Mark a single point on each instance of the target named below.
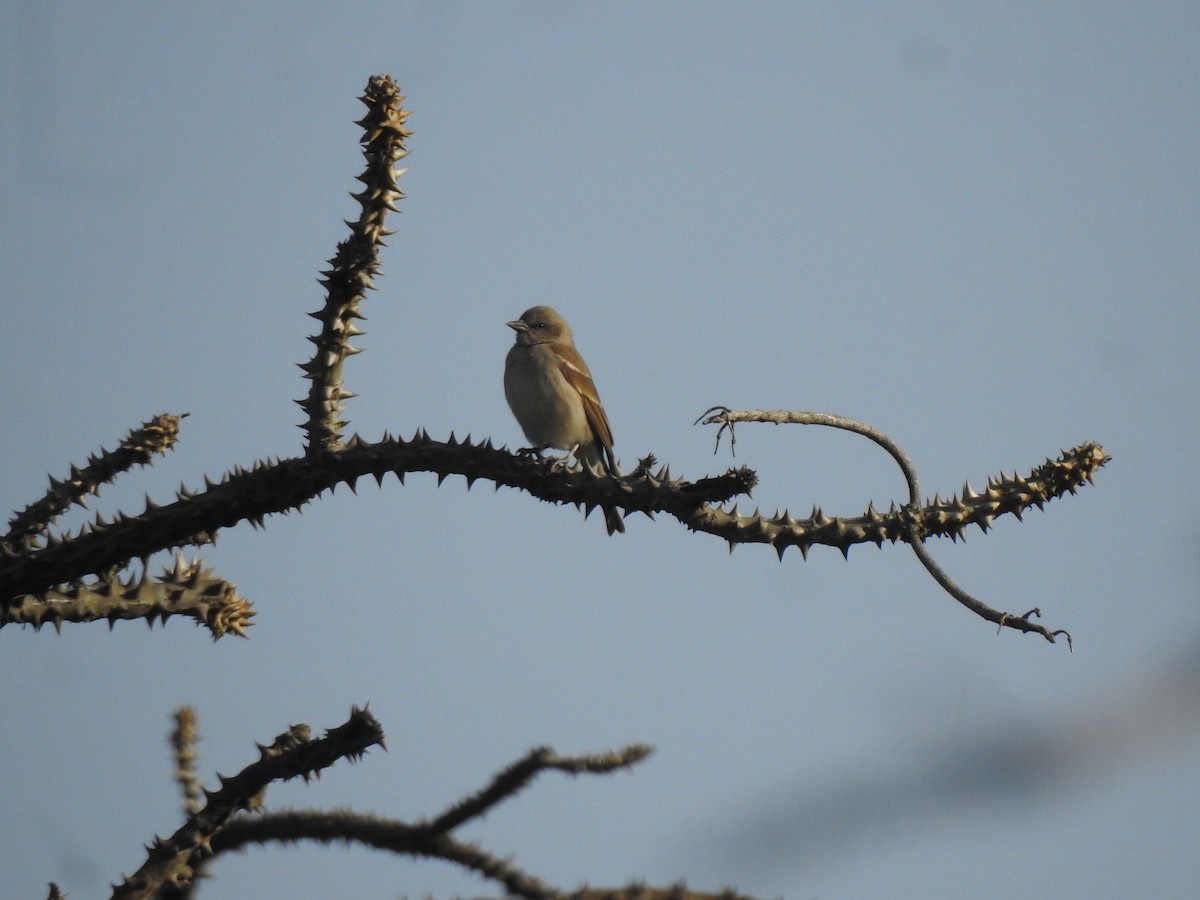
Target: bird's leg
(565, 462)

---

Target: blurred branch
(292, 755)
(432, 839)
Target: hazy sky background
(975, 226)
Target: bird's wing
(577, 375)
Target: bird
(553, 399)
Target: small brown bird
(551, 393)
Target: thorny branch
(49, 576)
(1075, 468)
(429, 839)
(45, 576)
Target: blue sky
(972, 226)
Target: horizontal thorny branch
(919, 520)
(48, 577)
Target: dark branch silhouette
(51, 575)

▶ **Work to be completed**
Report each line in the entries above that contains the string "branch", copying every such line in full. Case counts when matching.

▶ **Written reply**
Target: blurred branch
Target: thorny branch
Target: horizontal thorny branch
Target: dark branch silhouette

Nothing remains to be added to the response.